── PAGE
The homestead and outbuildings are situated on a level plain overlooking the George River from the eastern bank. King's Pyramid, the 500 ft hill from which the station takes its name, is located 9 mi to the south.

The station was initially established in 1865 by Alexander Robert Richardson, his elder brother John Elliott Richardson, and their cousin A.E. Anderson. The Richardsons were among the seven shareholders in the Portland Squatting Company. The group left Victoria aboard Maria Ross along with 1600 ewes and set up the station along the George River then peacock runs out along other watercourses.

In 1869 the group divided their flock with the Richardsons and Jack Edgar controlling 4500 sheep at Pyramid and buying out the other partners from 1869 to 1872.

Another previous owner of the station was Eva Broadhurst, who was much admired by the explorer Frank Hann, who named several geographical features after her. Her grave is situated not far from the station homestead. Her husband H.T Broadhurst arrived at Pyramid in 1893 and the couple lived there until Eva died at 38 years of age in 1909.
────
── MATERIAL PROVIDED
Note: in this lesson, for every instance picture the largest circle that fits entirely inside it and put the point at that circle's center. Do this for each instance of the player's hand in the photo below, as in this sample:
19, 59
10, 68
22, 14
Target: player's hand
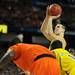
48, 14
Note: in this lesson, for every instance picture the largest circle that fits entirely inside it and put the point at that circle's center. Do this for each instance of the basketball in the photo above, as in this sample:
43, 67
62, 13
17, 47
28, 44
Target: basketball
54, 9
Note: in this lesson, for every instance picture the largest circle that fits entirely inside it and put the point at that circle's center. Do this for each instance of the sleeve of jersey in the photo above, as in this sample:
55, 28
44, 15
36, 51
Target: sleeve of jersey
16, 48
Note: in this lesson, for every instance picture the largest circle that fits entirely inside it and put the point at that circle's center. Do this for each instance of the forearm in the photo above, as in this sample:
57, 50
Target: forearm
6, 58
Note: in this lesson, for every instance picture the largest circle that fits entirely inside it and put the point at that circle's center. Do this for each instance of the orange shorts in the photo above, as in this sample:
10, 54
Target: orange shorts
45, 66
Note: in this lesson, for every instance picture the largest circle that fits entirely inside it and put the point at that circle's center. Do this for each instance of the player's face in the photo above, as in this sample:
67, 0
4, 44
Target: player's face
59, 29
────
── MATERIAL PROVIDED
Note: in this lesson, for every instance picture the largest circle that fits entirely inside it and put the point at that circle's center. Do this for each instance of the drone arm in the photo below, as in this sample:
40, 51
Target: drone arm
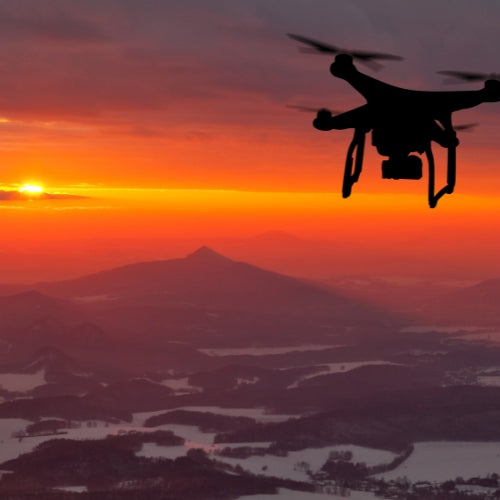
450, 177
────
── MATERIAL PROVIDED
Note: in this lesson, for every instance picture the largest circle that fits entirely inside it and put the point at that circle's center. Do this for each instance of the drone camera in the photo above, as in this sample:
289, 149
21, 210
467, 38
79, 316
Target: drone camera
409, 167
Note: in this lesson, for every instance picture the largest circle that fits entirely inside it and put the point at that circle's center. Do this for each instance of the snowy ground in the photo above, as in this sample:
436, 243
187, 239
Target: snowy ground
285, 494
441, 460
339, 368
────
TASK SET —
**1.** Please answer these questions from the Pyramid station text:
(a) How far from the station is King's Pyramid, and in which direction?
(b) How many sheep did the Richardsons and Jack Edgar control at Pyramid after the flock was divided in 1869?
(c) In what year did H.T Broadhurst arrive at Pyramid?
**2.** Identify each line of the listing that contains the string "snowy", and copy those lines.
The Pyramid station text and the listing have no connection to each other.

REPLIES —
**1.**
(a) 9 mi to the south
(b) 4500
(c) 1893

**2.**
Note: in this lesson, for every instance picture the largest circle that fits entirely inside it and put the point at that circle's center. Do this for each instance of the snowy ground in the photo above, as in this sample:
Target: snowy ground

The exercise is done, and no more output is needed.